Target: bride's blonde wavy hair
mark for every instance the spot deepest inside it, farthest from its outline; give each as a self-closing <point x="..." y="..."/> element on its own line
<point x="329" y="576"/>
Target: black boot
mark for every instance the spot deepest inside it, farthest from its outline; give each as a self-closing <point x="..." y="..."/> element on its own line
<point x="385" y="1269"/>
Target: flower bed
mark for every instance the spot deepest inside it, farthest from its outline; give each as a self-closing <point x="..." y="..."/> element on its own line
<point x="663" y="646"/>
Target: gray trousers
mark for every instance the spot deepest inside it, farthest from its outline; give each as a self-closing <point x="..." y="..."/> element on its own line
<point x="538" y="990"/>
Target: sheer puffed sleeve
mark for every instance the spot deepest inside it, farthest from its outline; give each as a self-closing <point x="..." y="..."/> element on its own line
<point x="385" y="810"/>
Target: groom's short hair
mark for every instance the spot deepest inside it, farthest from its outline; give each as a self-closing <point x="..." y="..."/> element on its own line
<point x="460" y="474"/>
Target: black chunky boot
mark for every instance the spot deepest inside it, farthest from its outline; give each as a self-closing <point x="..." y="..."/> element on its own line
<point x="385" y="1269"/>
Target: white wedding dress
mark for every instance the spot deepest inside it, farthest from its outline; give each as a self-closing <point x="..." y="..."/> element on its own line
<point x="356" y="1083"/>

====

The task> Find each line in the data above with the word "Target", then copy it.

Expected answer>
Target: bride's blonde wavy hair
Target: black boot
Target: flower bed
Target: gray trousers
Target: sheer puffed sleeve
Target: groom's short hair
Target: black chunky boot
Target: white wedding dress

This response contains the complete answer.